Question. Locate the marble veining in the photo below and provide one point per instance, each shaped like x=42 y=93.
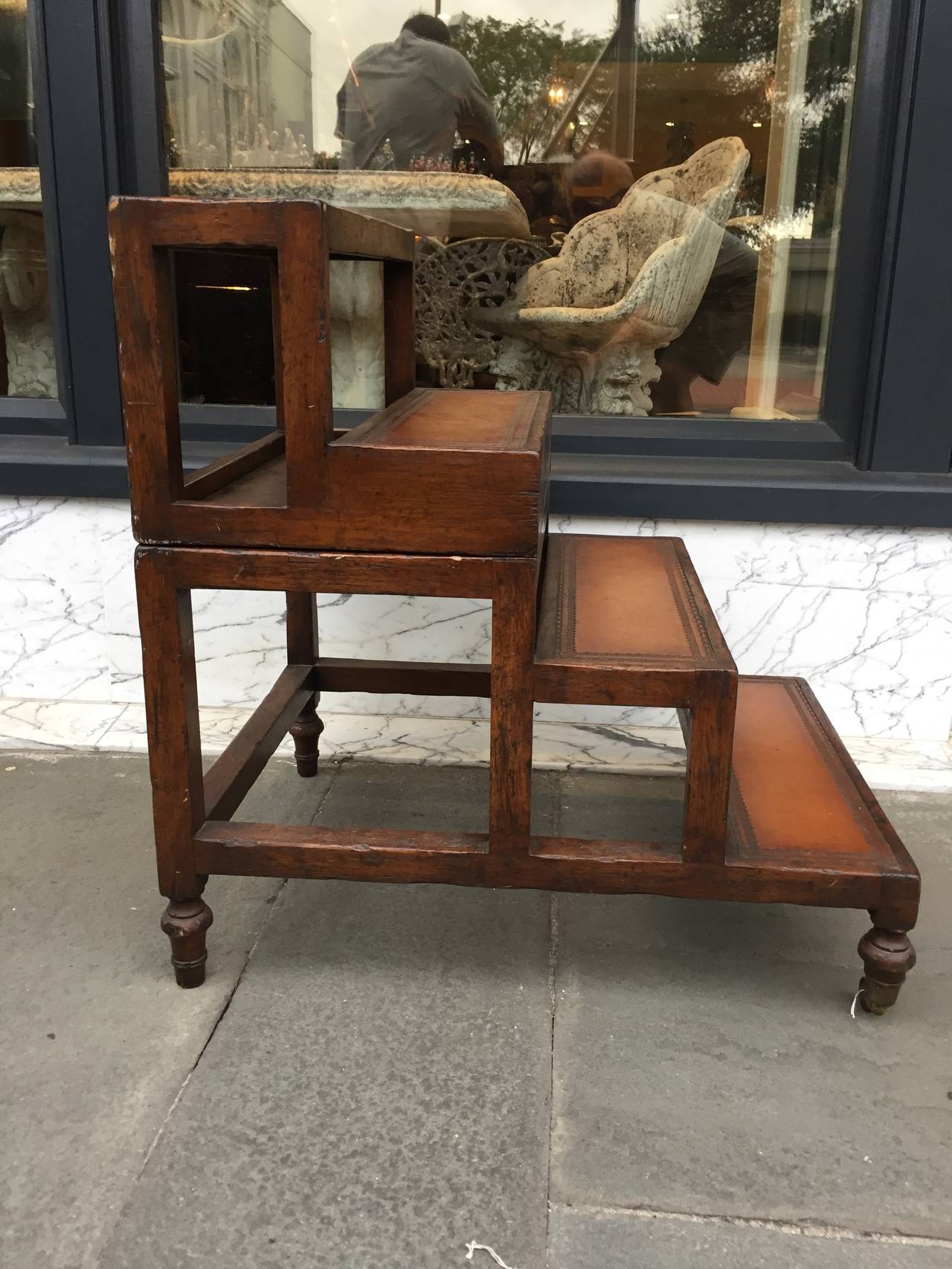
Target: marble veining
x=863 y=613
^^^^
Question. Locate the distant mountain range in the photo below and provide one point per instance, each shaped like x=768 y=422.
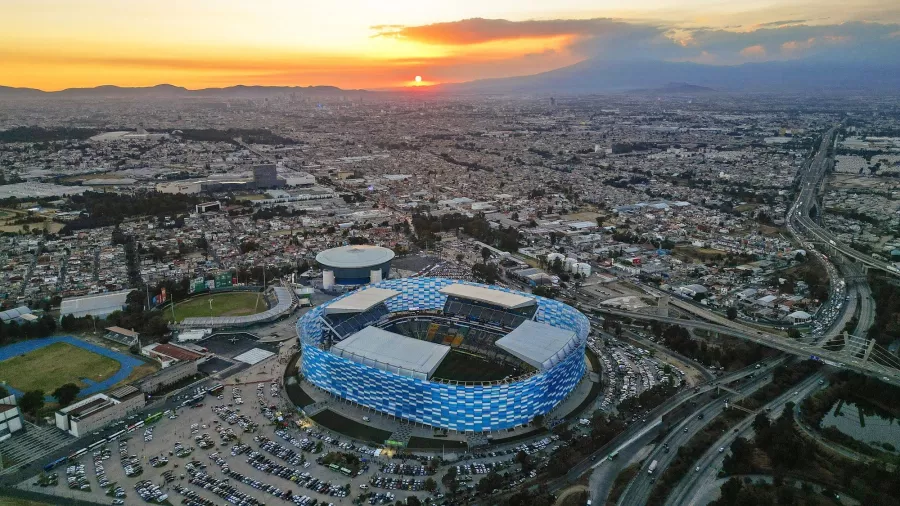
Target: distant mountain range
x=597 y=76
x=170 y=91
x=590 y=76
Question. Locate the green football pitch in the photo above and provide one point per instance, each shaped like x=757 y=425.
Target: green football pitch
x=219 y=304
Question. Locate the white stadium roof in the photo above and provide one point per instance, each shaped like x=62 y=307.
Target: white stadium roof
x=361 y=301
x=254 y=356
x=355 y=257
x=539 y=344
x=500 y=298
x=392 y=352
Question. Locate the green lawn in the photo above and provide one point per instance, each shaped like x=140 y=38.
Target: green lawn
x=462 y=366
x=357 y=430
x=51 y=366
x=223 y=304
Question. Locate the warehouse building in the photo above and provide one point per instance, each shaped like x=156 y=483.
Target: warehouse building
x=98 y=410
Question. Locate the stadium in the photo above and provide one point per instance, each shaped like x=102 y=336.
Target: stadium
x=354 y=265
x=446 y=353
^^^^
EXERCISE GOAL: Taking the records above, print only and exactly the lines from the line with "Question. Locate the distant" to the line with "Question. Locate the white", both kept, and exclude pictures.

RESULT OF THIS EXERCISE:
Question. Locate the distant mountain range in the photo below and provide one point per instance, each shaped like x=768 y=422.
Target: distant mountain range
x=597 y=76
x=170 y=91
x=590 y=76
Question. Locate the green football pitch in the photo above and provide one point per instance, each shaped like x=757 y=425.
Target: green football pitch
x=219 y=304
Question. Locate the white stadium roof in the photo above and provide one point per instance, each shaped like x=62 y=307.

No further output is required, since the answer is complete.